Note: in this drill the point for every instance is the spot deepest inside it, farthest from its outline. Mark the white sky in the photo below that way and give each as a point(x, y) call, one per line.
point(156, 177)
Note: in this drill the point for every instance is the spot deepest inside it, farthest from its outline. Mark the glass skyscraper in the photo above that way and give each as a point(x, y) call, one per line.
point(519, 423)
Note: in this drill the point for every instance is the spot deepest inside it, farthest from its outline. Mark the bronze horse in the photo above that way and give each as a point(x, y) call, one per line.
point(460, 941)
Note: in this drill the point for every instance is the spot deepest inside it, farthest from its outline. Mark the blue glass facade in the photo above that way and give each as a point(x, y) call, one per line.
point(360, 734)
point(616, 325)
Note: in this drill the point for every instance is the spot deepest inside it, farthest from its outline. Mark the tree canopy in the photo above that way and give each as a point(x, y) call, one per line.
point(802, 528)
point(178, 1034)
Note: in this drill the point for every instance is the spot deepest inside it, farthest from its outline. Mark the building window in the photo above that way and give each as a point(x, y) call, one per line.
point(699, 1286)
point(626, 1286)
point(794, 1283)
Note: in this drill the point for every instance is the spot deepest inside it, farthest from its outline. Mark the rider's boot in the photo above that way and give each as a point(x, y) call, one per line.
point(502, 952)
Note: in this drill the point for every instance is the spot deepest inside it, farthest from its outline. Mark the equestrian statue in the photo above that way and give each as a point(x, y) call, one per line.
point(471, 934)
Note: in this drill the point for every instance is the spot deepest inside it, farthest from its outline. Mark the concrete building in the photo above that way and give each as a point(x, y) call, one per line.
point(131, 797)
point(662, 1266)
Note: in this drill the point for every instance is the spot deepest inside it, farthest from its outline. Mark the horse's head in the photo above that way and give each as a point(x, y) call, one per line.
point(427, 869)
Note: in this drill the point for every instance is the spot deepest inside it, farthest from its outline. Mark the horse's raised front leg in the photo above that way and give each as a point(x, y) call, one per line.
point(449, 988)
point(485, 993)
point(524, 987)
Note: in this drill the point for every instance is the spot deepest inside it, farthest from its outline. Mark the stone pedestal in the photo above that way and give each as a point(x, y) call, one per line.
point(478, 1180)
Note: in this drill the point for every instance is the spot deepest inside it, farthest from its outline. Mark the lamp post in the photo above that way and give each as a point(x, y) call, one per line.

----------------------------------------

> **Work required**: Rewrite everything from the start of the data above down through the line containing "point(616, 325)", replacing "drill" with "exercise" and changing nothing else.

> **Result**:
Note: in this exercise the point for every instance is the spot deepest inside it, farthest from its outline. Mark the white sky in the photo below that way and give each as a point(x, y) call, one per line.
point(156, 177)
Note: in this exercise the point for every instance is the spot deepest inside it, farthest from its outline. Mark the glass skyscraper in the photo above that way and give each as a point(x, y) call, one per line.
point(519, 423)
Note: in this exercise the point for every instance is the spot deepest inside it, farthest from its outline. Mark the bronze horse in the photo above that way and give each as a point(x, y) call, one per line.
point(460, 941)
Note: in this exercise the point for every instance is the spot deepest inside it, farthest from its outline. Mark the blue glass facade in the photo above that way and give each as a point(x, y) call, one per line.
point(360, 734)
point(616, 325)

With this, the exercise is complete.